### Exercise tasks
a: In the article about Jane Fonda's climate conversation with Mary Steenburgen and Candice Bergen, which film were the three women making when they met and became friends?
b: Extend the article about Jane Fonda's climate conversation with Mary Steenburgen and Candice Bergen, starting right after its last sentence.

### Passage shown
Jane Fonda, Candice Bergen, Mary Steenburgen Talk Activism, Arrests and Climate Change

Mary Steenburgen, Jane Fonda, Candice Bergen and Diane Keaton
Leon Bennett/Getty Images

Mary Steenburgen, Jane Fonda, Candice Bergen and Diane Keaton

Jane Fonda says a common misconception about getting older is that few people make time for new friends. The responsibilities of life, work, offspring and "staying safe" (a nod to the current pandemic) often leave little wiggle room for fresh relationships.

"I’m the opposite of this," Fonda explained Friday morning in kicking off a special edition of her Fireside Fire Drill, an offshoot of her climate-focused Fire Drill Fridays initiative in partnership with Greenpeace. "When you’re older, you have be really intentional when you’re making new friends. … Well, my two guests are new friends as of a few years ago and we’re quite intentional about staying in touch."

The 82-year-old actress, activist and icon then introduced Mary Steenburgen, 67, and Candice Bergen, 74. The trio met and became friends while filming Bill Holderman’s 2018 comedy Book Club and they reunited virtually to join Fonda’s latest call to action on behalf of saving the environment. She and Greenpeace have been hosting the events during the pandemic with such guests as Indya Moore, Dolores Huerta, Lily Tomlin, Mary Trump, and others.

### Provided material
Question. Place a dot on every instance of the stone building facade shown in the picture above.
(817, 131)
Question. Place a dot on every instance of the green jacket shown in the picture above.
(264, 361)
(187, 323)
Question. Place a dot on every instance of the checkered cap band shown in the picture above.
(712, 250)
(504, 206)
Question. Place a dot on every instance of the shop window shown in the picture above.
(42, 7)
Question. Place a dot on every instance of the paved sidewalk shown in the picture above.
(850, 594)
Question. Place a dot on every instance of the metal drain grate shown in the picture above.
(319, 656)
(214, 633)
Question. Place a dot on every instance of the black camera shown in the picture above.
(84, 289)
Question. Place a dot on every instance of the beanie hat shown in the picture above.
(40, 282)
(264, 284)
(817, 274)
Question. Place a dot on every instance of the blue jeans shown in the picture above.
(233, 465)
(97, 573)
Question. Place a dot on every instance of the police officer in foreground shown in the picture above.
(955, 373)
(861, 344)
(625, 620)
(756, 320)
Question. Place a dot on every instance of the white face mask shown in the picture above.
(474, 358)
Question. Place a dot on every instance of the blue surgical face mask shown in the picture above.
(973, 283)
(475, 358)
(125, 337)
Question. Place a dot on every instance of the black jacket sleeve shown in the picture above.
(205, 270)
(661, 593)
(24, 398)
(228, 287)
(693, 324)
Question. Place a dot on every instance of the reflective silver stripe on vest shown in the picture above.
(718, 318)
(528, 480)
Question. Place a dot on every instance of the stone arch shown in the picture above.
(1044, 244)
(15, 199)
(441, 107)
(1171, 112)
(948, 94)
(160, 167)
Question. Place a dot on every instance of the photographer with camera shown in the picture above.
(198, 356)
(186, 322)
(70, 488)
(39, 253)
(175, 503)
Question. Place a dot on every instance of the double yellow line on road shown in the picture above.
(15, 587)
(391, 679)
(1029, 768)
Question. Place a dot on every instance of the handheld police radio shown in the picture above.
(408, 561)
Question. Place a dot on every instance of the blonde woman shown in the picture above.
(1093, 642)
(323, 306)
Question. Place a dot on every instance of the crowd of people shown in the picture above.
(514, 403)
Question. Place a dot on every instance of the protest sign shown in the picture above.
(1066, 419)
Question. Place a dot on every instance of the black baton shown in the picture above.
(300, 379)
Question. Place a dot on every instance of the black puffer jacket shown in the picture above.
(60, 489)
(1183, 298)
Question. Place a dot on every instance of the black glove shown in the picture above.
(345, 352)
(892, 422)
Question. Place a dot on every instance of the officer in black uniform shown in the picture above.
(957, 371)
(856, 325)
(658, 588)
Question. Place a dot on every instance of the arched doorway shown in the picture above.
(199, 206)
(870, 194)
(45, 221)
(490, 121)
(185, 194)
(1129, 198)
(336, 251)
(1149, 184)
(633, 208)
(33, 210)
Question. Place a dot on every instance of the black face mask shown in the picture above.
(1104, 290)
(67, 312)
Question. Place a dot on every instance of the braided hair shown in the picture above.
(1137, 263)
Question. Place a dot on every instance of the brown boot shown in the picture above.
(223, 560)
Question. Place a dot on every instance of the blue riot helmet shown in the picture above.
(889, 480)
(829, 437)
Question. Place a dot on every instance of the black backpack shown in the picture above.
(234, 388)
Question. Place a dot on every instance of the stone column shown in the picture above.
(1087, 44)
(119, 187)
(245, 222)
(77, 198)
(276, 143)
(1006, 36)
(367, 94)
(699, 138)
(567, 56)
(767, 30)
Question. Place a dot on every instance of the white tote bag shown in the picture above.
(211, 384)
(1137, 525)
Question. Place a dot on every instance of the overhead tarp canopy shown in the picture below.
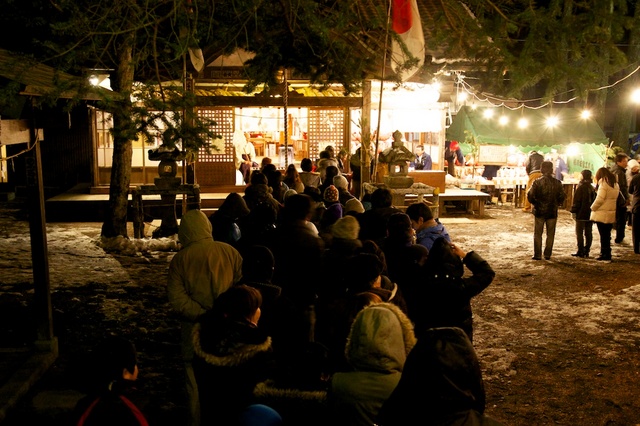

### Set of answers
a: Bill Holderman's 2018 comedy Book Club.

b:
It became clear from the jump that while the topics were to focus on activism, celebrity and how to manifest change, the day’s event stayed on theme with the film about a book club.  "You have blessed everyone, Jane, with this book," Bergen told Fonda from her living room in East Hampton where she’s been "hunkered down" with her husband. She was referencing Fonda’s newest tome, What Can I Do? My Path From Climate Despair to Action, out Sept. 8 from Penguin Press with all proceeds benefiting Greenpeace. "It’s a manual for the environment and the problems and the solutions…a case study of how to be an activist."

Added Steenburgen: "There’s a lot to despair about right now. We don’t really need to add to it. We need to find the part of ourselves that knows anything is possible and what we can do to make the world a better place. Every single chapter is so active and so practical and the whole time I was reading, I was inspired to do more and I learned things I never knew. I was feeling very lucky to know you."

They know one other famous woman from the film, Diane Keaton, who was invited to attend the virtual reunion but was unable to attend. Fonda said "she’s on a road trip to Arizona," to complete renovations on an Adobe building she bought. Steenburgen joined the call from Vancouver where she two days in with 12 to go on a "deep quarantine" ahead of filming the new season of Zoey’s Extraordinary Playlist.

Her husband, Ted Danson, was in the house but was not seen on camera during the 45-minute broadcast. However, he was discussed often because the environmental activist was among the first to join Fonda at her Fire Drill Fridays events, joining in Oct. 2019. He was arrested in Washington D.C. at the event and Steenburgen recounted the phone call she received from him upon his release.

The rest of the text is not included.